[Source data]
====
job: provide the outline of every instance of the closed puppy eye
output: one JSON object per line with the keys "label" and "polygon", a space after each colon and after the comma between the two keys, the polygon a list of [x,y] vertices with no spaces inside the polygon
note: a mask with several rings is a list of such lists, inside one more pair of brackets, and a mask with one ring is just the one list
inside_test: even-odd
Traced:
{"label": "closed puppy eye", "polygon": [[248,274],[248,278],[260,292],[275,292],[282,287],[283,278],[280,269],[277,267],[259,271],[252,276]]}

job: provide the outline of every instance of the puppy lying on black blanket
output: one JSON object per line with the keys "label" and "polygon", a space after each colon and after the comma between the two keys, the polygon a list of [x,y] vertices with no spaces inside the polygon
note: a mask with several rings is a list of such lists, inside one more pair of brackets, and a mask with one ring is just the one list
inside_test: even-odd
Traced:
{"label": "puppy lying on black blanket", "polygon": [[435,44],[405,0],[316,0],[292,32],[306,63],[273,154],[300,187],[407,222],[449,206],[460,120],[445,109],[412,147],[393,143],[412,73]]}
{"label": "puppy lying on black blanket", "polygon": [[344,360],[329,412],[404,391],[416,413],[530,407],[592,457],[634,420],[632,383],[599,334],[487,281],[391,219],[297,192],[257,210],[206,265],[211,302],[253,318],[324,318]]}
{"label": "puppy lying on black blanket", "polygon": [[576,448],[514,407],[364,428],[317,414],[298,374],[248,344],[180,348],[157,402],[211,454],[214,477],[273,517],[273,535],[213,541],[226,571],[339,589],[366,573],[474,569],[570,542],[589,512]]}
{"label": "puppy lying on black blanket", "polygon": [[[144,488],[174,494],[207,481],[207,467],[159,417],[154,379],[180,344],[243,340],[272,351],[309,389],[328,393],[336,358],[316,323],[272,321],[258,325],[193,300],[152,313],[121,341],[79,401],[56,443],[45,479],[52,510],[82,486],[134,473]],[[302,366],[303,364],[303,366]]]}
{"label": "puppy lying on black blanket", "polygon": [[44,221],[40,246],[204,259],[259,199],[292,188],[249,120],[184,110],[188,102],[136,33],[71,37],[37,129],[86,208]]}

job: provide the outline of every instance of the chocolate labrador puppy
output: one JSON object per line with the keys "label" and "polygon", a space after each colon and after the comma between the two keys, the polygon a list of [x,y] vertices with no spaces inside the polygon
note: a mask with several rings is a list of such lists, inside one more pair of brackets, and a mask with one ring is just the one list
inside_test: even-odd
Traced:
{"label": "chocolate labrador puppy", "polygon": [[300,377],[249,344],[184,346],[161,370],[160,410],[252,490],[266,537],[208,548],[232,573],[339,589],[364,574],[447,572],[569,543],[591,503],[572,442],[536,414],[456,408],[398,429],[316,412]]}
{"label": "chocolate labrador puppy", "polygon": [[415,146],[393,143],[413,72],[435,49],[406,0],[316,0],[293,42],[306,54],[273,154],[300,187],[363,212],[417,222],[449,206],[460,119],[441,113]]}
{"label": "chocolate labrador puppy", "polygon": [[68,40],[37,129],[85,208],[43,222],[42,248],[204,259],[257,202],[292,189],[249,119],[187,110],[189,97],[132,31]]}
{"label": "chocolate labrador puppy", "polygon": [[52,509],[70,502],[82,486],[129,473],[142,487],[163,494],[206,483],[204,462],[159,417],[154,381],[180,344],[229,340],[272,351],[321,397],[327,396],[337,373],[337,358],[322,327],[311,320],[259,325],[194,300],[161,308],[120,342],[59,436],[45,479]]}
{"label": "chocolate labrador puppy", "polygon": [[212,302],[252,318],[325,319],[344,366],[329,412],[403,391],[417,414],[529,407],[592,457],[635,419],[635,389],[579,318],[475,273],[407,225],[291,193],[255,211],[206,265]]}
====
» **Assignment**:
Your job here is to copy the entries above exactly.

» **Your solution**:
job: provide the outline of every instance of the closed puppy eye
output: one JSON object per line with the keys "label" and "polygon", a space after each colon and after the comma between the two keys, the polygon a list of [x,y] vertices with no spaces inside the polygon
note: a mask with several rings is a list of such lists, inside one more pair of brackets, and a mask with one ring is just the one list
inside_test: even-odd
Traced:
{"label": "closed puppy eye", "polygon": [[248,274],[248,278],[260,292],[275,292],[282,287],[283,278],[280,269],[277,267],[259,271],[252,276]]}

job: provide the outline of every instance of the puppy lying on black blanket
output: one JSON object per line with the keys "label" and "polygon", a space after each colon and after the comma between the two keys, the polygon a list of [x,y] vertices with no spaces inside the polygon
note: a mask with several rings is a list of such lists, inside one more pair of brackets, and a mask with one ring is just the one list
inside_test: even-odd
Traced:
{"label": "puppy lying on black blanket", "polygon": [[435,44],[405,0],[316,0],[292,32],[306,63],[273,154],[300,187],[407,222],[449,206],[460,120],[445,109],[412,147],[393,143],[412,73]]}
{"label": "puppy lying on black blanket", "polygon": [[344,360],[329,412],[404,391],[416,413],[530,407],[592,457],[634,420],[632,383],[599,334],[487,281],[391,219],[297,192],[257,210],[206,265],[211,302],[253,318],[324,318]]}
{"label": "puppy lying on black blanket", "polygon": [[576,448],[514,407],[364,428],[317,414],[298,374],[248,344],[180,348],[157,402],[211,454],[214,477],[273,517],[273,535],[213,541],[226,571],[339,589],[366,573],[474,569],[570,542],[589,512]]}
{"label": "puppy lying on black blanket", "polygon": [[[144,488],[174,494],[207,481],[207,467],[159,417],[154,379],[180,344],[243,340],[272,351],[309,389],[328,393],[336,358],[316,323],[272,321],[258,325],[193,300],[152,313],[121,341],[79,401],[56,443],[45,479],[52,510],[82,486],[134,473]],[[302,366],[303,364],[303,366]]]}
{"label": "puppy lying on black blanket", "polygon": [[44,221],[40,246],[204,259],[259,199],[292,188],[249,120],[184,110],[188,102],[136,33],[71,37],[37,129],[86,208]]}

job: provide the outline of every instance of the chocolate labrador puppy
output: one JSON object per line with the keys "label" and "polygon", a space after each colon and after the comma between the two keys, the polygon a list of [x,y] vertices with no spaces inside the polygon
note: a mask with several rings is a list of such lists, inside one more pair of brackets, and a mask with one ring is just the one list
inside_test: even-odd
Traced:
{"label": "chocolate labrador puppy", "polygon": [[300,377],[249,344],[184,346],[161,370],[160,410],[252,490],[266,537],[208,548],[232,573],[339,589],[364,574],[447,572],[569,543],[591,503],[572,442],[536,414],[456,408],[398,429],[316,412]]}
{"label": "chocolate labrador puppy", "polygon": [[415,146],[393,143],[413,72],[435,49],[406,0],[316,0],[293,42],[306,54],[273,154],[300,187],[363,212],[417,222],[449,206],[460,119],[441,113]]}
{"label": "chocolate labrador puppy", "polygon": [[68,40],[37,129],[85,208],[43,222],[42,248],[204,259],[257,202],[292,189],[249,119],[187,110],[189,97],[132,31]]}
{"label": "chocolate labrador puppy", "polygon": [[52,509],[70,502],[82,486],[129,473],[142,487],[163,494],[206,483],[204,462],[159,417],[154,381],[180,344],[229,340],[272,351],[321,397],[327,396],[337,373],[337,358],[322,327],[311,320],[259,325],[194,300],[161,308],[120,342],[59,436],[45,479]]}
{"label": "chocolate labrador puppy", "polygon": [[212,302],[252,318],[325,319],[344,366],[329,412],[403,391],[417,414],[529,407],[592,457],[635,419],[635,389],[579,318],[475,273],[407,225],[291,193],[255,211],[206,265]]}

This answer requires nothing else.